→ Your goal:
Only one span of the listing below is wanted: the lines from the one with "Target: blue jeans" through the one with "white poster, written", reproduced exactly, both ends kept.

→ Excerpted records:
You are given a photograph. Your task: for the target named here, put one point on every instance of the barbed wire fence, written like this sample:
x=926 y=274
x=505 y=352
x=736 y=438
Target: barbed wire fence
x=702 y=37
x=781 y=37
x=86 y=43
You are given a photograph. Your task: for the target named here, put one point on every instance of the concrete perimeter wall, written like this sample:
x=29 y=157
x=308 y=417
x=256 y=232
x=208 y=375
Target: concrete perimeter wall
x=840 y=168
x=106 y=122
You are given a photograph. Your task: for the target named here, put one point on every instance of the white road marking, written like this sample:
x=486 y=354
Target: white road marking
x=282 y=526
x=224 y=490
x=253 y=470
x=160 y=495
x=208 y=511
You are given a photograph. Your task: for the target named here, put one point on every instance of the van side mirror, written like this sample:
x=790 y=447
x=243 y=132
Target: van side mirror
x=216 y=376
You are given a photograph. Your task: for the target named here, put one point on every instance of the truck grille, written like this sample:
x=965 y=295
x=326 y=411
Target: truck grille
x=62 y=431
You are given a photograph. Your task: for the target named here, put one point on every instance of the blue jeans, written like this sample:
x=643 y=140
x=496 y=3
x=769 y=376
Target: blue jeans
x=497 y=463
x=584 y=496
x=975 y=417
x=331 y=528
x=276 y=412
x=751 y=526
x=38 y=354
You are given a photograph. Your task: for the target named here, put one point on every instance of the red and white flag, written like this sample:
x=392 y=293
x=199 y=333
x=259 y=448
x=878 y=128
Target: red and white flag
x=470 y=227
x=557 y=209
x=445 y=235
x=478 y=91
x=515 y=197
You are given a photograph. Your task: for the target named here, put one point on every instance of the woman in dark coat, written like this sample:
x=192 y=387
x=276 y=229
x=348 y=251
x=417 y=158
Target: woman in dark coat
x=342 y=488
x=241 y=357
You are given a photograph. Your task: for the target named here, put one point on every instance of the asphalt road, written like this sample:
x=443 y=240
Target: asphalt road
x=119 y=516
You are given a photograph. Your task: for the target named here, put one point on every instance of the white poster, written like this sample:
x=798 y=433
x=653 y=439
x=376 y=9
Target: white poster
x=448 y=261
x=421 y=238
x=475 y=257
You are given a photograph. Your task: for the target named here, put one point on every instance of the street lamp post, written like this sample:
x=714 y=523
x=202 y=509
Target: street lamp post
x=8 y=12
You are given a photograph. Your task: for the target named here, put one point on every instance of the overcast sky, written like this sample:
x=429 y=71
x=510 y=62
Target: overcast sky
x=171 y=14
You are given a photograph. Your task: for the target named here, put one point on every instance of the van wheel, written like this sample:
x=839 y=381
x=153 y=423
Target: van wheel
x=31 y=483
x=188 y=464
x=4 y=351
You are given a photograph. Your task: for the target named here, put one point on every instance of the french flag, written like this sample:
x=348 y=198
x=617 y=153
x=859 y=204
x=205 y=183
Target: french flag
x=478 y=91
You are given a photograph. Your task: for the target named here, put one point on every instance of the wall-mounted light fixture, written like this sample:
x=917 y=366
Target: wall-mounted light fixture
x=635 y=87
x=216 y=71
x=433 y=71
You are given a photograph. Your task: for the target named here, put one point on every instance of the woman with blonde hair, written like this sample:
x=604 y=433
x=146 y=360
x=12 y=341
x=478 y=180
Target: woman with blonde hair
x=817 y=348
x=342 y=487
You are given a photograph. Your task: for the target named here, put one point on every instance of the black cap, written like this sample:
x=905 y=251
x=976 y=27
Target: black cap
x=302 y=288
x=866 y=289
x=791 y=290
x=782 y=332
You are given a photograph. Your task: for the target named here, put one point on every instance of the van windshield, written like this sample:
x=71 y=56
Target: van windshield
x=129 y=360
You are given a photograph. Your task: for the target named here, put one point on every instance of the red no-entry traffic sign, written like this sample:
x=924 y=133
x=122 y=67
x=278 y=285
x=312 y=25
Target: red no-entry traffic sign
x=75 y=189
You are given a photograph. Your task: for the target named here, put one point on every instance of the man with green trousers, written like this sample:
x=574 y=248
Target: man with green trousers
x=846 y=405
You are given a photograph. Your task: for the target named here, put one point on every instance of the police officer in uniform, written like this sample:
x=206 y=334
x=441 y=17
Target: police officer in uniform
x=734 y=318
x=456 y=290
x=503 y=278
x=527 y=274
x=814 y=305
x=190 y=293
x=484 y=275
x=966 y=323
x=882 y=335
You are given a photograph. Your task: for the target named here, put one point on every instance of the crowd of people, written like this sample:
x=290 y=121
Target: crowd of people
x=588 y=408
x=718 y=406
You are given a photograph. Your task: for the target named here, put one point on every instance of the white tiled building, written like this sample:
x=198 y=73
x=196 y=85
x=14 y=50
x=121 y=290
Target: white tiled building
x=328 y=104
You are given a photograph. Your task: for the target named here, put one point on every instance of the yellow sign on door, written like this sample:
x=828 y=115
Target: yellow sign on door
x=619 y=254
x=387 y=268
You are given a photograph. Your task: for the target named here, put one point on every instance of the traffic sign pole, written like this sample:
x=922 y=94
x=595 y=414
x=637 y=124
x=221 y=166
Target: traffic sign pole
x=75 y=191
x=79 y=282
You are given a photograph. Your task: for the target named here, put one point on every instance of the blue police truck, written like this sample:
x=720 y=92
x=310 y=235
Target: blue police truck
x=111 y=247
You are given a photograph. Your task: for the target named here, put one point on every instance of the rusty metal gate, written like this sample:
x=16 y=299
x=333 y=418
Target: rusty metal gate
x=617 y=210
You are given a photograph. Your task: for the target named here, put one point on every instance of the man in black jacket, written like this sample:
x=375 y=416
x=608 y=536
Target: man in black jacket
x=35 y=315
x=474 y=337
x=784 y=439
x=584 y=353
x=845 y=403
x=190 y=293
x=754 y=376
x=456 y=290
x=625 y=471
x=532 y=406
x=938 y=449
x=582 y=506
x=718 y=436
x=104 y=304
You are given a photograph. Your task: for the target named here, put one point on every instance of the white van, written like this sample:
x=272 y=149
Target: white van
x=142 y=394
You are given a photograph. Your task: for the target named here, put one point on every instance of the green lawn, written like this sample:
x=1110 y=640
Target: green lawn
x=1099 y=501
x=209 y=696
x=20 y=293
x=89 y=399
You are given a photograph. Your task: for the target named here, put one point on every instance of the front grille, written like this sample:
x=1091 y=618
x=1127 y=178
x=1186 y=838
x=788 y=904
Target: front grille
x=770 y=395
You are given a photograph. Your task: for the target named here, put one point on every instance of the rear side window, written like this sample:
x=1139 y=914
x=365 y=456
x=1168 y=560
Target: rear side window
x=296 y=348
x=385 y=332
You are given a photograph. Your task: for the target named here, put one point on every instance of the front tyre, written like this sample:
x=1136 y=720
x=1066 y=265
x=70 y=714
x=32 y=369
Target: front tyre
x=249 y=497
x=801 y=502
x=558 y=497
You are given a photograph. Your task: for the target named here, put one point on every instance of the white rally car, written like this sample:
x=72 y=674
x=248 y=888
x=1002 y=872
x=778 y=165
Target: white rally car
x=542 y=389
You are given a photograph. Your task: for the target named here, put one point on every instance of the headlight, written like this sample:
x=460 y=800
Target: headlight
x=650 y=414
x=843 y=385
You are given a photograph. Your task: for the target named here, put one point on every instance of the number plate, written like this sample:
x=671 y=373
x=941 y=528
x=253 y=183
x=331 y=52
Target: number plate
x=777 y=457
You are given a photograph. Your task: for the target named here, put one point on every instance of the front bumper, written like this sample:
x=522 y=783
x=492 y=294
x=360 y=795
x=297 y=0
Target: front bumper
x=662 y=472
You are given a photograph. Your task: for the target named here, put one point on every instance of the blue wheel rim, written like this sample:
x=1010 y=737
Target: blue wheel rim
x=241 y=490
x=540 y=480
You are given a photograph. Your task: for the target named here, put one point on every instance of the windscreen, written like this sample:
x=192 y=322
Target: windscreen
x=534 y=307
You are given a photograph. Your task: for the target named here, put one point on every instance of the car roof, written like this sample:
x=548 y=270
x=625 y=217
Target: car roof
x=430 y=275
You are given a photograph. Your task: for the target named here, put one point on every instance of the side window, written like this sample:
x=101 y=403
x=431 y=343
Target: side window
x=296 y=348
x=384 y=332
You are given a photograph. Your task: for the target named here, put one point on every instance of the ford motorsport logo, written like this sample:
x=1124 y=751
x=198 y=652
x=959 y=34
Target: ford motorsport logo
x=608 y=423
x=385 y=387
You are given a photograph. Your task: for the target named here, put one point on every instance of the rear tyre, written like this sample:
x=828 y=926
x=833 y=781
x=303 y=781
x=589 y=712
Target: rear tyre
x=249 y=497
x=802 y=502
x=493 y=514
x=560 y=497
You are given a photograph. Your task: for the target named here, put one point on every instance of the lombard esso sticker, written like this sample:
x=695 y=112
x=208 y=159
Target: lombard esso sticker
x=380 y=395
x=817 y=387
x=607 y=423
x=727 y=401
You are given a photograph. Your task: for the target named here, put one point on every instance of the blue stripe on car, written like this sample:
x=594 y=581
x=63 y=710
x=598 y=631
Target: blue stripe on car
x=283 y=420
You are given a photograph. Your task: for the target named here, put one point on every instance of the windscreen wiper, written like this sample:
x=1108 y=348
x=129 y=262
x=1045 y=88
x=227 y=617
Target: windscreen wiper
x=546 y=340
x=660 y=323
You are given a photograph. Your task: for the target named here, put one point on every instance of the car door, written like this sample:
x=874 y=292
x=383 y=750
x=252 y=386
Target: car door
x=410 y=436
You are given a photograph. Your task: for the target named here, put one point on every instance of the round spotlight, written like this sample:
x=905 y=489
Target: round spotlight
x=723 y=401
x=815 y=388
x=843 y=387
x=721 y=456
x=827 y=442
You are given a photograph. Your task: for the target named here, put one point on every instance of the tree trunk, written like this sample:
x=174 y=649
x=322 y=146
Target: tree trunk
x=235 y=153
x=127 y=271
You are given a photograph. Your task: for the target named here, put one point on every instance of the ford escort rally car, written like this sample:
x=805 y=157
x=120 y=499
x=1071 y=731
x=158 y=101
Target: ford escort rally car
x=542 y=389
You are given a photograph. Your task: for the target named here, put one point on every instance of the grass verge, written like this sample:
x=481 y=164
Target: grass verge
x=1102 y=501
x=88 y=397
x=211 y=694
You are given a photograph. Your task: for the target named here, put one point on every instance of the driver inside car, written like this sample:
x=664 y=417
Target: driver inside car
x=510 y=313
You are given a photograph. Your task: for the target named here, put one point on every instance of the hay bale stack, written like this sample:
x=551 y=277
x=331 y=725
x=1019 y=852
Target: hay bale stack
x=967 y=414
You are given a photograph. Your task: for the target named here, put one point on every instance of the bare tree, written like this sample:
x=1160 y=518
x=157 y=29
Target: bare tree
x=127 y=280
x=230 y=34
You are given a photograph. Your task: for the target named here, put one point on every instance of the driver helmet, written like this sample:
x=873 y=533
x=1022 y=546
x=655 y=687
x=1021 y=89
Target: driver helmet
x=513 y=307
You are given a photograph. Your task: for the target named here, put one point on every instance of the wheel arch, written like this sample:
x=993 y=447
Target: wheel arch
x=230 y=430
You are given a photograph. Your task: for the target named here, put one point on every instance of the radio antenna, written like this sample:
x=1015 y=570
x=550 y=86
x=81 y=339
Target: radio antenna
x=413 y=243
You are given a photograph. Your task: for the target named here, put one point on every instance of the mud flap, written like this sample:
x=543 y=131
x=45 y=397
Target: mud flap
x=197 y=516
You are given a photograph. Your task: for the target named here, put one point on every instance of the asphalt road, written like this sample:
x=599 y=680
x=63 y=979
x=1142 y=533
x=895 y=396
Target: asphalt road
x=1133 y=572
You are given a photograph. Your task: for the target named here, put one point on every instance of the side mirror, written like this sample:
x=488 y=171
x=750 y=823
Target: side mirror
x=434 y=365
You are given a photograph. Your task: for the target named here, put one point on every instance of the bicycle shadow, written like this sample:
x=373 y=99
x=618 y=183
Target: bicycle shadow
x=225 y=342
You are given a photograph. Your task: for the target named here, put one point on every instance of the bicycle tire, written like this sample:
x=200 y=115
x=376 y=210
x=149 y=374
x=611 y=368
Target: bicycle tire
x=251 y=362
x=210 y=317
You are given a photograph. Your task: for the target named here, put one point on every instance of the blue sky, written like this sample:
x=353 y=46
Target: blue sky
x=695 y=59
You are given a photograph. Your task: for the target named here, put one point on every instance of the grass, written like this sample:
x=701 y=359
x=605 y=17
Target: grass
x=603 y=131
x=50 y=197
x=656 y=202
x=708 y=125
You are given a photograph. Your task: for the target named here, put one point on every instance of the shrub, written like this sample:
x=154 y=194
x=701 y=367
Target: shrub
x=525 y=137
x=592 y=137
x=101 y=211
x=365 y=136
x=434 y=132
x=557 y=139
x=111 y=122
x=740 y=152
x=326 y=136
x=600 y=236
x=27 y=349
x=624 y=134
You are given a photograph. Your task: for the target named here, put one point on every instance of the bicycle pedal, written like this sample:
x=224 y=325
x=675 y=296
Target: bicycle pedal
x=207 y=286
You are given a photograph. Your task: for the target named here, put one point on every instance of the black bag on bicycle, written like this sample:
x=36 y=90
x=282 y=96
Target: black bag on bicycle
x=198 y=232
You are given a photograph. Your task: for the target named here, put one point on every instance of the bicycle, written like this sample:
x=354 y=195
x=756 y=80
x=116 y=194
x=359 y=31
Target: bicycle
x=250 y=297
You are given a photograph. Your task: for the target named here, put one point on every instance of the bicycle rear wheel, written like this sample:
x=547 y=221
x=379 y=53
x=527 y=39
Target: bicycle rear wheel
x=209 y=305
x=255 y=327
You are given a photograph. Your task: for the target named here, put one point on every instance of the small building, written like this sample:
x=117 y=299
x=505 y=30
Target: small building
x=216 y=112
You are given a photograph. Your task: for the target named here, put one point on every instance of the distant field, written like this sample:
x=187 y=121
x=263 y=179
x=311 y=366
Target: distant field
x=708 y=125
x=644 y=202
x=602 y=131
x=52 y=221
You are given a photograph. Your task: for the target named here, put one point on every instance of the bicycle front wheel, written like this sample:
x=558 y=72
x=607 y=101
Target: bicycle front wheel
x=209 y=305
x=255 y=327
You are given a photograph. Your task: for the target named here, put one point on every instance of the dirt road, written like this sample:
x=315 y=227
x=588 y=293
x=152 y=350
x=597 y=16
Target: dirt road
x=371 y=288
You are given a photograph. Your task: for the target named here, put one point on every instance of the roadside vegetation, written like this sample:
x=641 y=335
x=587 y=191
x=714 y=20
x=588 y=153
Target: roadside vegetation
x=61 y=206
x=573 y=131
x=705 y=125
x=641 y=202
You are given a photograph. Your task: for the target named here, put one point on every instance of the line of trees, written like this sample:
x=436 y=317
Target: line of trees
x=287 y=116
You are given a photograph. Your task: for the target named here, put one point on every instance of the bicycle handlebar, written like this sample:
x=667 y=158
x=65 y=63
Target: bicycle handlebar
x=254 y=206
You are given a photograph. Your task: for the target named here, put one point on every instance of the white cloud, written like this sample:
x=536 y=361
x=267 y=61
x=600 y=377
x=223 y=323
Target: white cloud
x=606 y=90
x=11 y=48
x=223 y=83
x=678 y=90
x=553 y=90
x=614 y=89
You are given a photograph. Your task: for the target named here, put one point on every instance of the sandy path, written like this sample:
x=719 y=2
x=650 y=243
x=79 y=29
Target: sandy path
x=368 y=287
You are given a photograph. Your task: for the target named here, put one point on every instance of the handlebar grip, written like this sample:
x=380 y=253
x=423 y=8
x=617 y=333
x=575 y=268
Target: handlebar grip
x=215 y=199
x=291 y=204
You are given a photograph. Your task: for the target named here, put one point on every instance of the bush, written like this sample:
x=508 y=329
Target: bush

→ Expected output:
Target: blue jeans
x=497 y=463
x=584 y=496
x=975 y=417
x=331 y=528
x=276 y=412
x=751 y=526
x=38 y=354
You are given a photograph. Your task: for the target named here, put one point on every instance of the red and white flag, written like this sample:
x=392 y=293
x=199 y=333
x=259 y=448
x=878 y=128
Target: red and white flag
x=470 y=227
x=557 y=209
x=445 y=235
x=478 y=91
x=515 y=197
You are given a photograph. Your task: for the target named here, put one point on every instance of the woman in dark coat, written like this sample:
x=192 y=387
x=276 y=229
x=348 y=251
x=417 y=158
Target: woman in dark coat
x=342 y=488
x=241 y=357
You are given a photograph. Your task: for the target named here, put one point on every instance of the asphalt road, written like this sample:
x=443 y=240
Target: asphalt road
x=119 y=516
You are given a photograph. Your task: for the target named here, put one point on every instance of the white poster, written like this sample:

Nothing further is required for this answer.